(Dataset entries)
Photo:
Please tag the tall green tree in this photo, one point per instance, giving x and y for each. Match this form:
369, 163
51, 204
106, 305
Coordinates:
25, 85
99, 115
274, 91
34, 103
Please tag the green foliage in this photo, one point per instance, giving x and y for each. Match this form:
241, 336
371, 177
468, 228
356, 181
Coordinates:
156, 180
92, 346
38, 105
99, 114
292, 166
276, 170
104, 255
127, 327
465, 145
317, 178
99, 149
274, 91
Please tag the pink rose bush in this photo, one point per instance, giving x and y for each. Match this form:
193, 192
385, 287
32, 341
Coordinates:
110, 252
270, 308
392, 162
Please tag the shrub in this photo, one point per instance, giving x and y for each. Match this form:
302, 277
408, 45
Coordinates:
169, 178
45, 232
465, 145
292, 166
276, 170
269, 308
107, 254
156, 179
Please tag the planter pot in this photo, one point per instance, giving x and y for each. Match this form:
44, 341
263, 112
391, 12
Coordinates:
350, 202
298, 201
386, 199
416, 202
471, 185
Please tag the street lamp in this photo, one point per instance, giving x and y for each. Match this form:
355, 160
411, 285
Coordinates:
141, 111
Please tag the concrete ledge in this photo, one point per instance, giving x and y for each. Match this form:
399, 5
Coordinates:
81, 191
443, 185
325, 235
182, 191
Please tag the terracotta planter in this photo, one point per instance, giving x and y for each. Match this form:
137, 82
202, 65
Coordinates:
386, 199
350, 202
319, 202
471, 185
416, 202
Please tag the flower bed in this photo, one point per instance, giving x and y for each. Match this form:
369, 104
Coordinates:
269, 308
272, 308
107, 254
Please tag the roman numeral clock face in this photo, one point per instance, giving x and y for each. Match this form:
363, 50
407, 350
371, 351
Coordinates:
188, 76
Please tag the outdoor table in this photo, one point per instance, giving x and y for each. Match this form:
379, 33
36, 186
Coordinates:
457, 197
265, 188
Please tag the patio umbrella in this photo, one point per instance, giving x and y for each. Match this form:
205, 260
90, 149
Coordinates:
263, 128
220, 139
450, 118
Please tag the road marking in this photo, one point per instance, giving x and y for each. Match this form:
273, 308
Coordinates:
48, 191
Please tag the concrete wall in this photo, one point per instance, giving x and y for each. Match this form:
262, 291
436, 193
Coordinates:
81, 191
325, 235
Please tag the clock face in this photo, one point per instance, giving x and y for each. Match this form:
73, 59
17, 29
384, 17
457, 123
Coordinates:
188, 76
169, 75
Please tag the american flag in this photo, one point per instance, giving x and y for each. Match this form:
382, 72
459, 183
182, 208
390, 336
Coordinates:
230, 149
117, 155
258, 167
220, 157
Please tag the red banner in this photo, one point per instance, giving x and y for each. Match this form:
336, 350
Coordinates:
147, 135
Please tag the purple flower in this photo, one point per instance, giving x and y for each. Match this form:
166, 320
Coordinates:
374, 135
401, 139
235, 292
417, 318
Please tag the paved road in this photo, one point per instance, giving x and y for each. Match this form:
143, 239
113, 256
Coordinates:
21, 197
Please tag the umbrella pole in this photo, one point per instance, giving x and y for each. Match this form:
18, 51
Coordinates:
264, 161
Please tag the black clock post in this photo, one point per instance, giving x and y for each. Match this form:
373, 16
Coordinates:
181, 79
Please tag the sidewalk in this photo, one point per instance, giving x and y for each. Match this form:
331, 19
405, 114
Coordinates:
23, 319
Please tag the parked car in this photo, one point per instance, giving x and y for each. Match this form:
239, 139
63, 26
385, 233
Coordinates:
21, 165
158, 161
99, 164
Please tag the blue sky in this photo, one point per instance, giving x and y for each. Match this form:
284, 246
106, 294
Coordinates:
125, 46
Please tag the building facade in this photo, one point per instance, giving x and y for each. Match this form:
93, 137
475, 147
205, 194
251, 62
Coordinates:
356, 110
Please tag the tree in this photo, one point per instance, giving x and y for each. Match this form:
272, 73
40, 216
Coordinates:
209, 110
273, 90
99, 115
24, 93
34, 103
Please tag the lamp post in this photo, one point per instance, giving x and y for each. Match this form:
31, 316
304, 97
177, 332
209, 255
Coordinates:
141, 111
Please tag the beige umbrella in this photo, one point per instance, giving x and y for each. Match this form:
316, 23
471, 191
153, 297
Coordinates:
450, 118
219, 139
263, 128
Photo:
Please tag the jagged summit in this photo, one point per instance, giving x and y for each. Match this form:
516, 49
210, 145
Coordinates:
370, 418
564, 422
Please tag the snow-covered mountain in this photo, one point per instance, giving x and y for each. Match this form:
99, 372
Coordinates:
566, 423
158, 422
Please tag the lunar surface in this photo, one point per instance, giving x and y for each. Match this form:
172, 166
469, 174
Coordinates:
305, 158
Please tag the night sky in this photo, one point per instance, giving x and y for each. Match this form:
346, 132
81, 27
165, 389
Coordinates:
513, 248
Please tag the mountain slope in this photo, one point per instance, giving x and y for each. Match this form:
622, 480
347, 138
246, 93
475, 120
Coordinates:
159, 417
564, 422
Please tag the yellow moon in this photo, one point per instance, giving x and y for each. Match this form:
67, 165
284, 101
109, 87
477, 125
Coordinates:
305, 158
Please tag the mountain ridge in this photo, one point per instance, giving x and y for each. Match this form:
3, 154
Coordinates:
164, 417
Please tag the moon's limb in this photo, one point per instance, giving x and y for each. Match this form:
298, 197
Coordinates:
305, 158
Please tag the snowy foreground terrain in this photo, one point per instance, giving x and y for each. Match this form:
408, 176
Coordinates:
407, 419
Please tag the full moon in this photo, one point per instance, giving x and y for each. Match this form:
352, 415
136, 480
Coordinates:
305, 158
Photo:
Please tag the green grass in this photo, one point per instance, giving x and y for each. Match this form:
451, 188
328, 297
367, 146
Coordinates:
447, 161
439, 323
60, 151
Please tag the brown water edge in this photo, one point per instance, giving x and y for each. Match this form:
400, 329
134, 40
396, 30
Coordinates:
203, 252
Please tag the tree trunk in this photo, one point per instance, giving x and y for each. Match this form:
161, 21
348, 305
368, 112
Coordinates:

TASK REQUIREMENTS: Nothing in the records may be left out; copy them all exactly.

RESPONSE FOR THIS EXERCISE:
Photo:
Please tag the tall green tree in this photo, one point per instance, giving x and y for each. Match this form:
369, 163
51, 204
106, 305
Coordinates:
25, 85
99, 115
274, 91
34, 103
Please tag the green foliage in this photo, one point per instance, giving x and y for each. Match this form:
241, 336
371, 177
468, 228
356, 181
Coordinates:
156, 180
92, 346
38, 105
99, 114
292, 166
276, 170
104, 255
127, 327
465, 145
317, 178
99, 149
274, 91
Please tag the pink rose bush in this photo, one point per instance, giving x and y for each. Match this form:
193, 192
385, 287
32, 341
Coordinates:
110, 252
270, 308
392, 162
Please tag the shrub in this photo, one point per instance, giving x and y for each. Match this form:
302, 277
408, 45
Coordinates:
169, 178
45, 232
465, 145
292, 166
276, 170
269, 308
107, 254
156, 179
Please tag the planter pot in this photo, one point per instance, giving x and y for each. Match this form:
44, 341
263, 112
391, 12
Coordinates:
350, 202
298, 201
386, 199
416, 202
471, 185
Please tag the street lamp in this photo, one point per instance, giving x and y for each. Match this form:
355, 160
411, 285
Coordinates:
141, 111
Please tag the concrete ledge in this photo, one point per instance, giving x and y for each. Match this form:
399, 5
Coordinates:
81, 191
443, 185
325, 235
182, 191
Please tag the terracotta planter in this photo, one point per instance, giving x and y for each. Match this form:
137, 82
202, 65
Coordinates:
386, 199
350, 202
319, 202
471, 185
416, 202
Please tag the flower bed in this photo, one point per instance, giving x and y for each. Match this form:
369, 104
Coordinates:
269, 308
272, 308
107, 254
Please tag the roman numeral clock face in this photo, one point per instance, giving x and y for each. Match this form:
363, 50
407, 350
371, 351
Coordinates:
188, 76
Please tag the outdoor table in this photo, one point per instance, giving x and y for each. Match this form:
379, 33
36, 186
Coordinates:
457, 197
265, 188
Please tag the patio umbrella in this photo, one point per instance, giving x and y for each. Match this form:
205, 260
90, 149
Coordinates:
263, 128
220, 139
450, 118
Please tag the road marking in this photo, one point per instance, giving x and y for each. Match this form:
273, 308
Coordinates:
48, 191
Please tag the concrete wall in this photo, one point per instance, giving x and y for each. Match this form:
262, 291
436, 193
Coordinates:
81, 191
325, 235
Please tag the clock face in this photo, one point per instance, giving x and y for each. Match this form:
73, 59
17, 29
384, 17
457, 123
Coordinates:
188, 76
169, 75
Please tag the american flag in this photo, one point per instance, giving x and y for each. Match this form:
382, 72
459, 183
182, 208
390, 336
Coordinates:
230, 149
117, 155
258, 167
220, 157
Please tag the red banner in this photo, one point per instance, giving x and y for each. Match this form:
336, 350
Coordinates:
147, 135
Please tag the purple flower in this photo, one point per instance, giving x and y for each. Match this form:
166, 320
Coordinates:
374, 135
401, 139
235, 292
417, 318
Please tag the paved road in this photo, one point per instance, giving x and y for each. Match this form:
143, 239
113, 256
Coordinates:
21, 197
Please tag the umbrella pole in this photo, one point per instance, giving x and y for each. Match this form:
18, 51
Coordinates:
264, 161
Please tag the black clock post in this photo, one point per instance, giving x and y for each. Match this form:
373, 16
Coordinates:
181, 79
Please tag the sidewalk in this photo, one point per instance, giving x and y for each. Match this form:
331, 19
405, 114
Coordinates:
23, 319
Please tag the parked car in this photo, one point per instance, giving x and y for each. Match this form:
239, 139
63, 26
385, 233
Coordinates:
21, 165
158, 161
99, 164
Please tag the blue sky in this photo, one point per instance, giving x and y for each. Match this form:
284, 246
106, 294
Coordinates:
125, 46
Please tag the building facade in this photo, one point per instance, giving x and y for each. Match this form:
93, 137
475, 147
205, 194
251, 62
Coordinates:
356, 110
Please tag the tree in this photo, one point per instance, giving x and y for each. Match this form:
272, 73
40, 216
Coordinates:
209, 110
273, 90
99, 115
24, 93
34, 103
Please tag the lamp post in this photo, one point per instance, giving x and y for each. Match this form:
31, 316
304, 97
177, 332
209, 255
Coordinates:
141, 111
Please tag the beige umbrella in this photo, one point per instance, giving x and y for each. Match this form:
316, 23
471, 191
153, 297
Coordinates:
450, 118
219, 139
263, 128
Photo:
Please tag the jagged summit in this photo, one point per instance, giving x and y for each. Match this form:
516, 49
210, 145
Coordinates:
370, 418
564, 422
Please tag the snow-covered mountain in this photo, one point per instance, giving x and y for each. Match this form:
99, 372
Coordinates:
566, 423
158, 422
Please tag the lunar surface in this photo, one point per instance, giving x and y for each. Match this form:
172, 166
469, 174
Coordinates:
305, 158
Please tag the night sky in this photo, one point per instance, giving x and y for each. Match this form:
346, 132
81, 27
165, 389
Coordinates:
513, 248
Please tag the mountain slope in this photo, one point per instance, giving x and y for each. Match this form:
622, 480
347, 138
246, 93
475, 120
Coordinates:
159, 417
564, 422
Please tag the yellow moon in this photo, one point per instance, giving x and y for each. Match this form:
67, 165
284, 101
109, 87
477, 125
Coordinates:
305, 158
Please tag the mountain ridge in this photo, one point per instance, giving x and y for each. Match this form:
3, 154
Coordinates:
164, 417
Please tag the moon's limb in this photo, one point per instance, giving x and y for each. Match this form:
298, 197
Coordinates:
305, 158
Please tag the snowy foreground terrain in this photo, one point per instance, giving x and y for each. Match this form:
408, 176
Coordinates:
407, 419
Please tag the full moon in this photo, one point per instance, giving x and y for each. Match this form:
352, 415
136, 480
Coordinates:
305, 158
Photo:
Please tag the green grass in this photo, one point per instance, giving x and y for each. Match this form:
451, 188
328, 297
367, 146
Coordinates:
447, 161
439, 323
60, 151
Please tag the brown water edge in this photo, one point per instance, giving x and y for each. Match this form:
400, 329
134, 40
396, 30
Coordinates:
203, 252
Please tag the tree trunk in this photo, one point per instance, giving x and y for each. Match this form:
161, 21
348, 305
368, 112
Coordinates:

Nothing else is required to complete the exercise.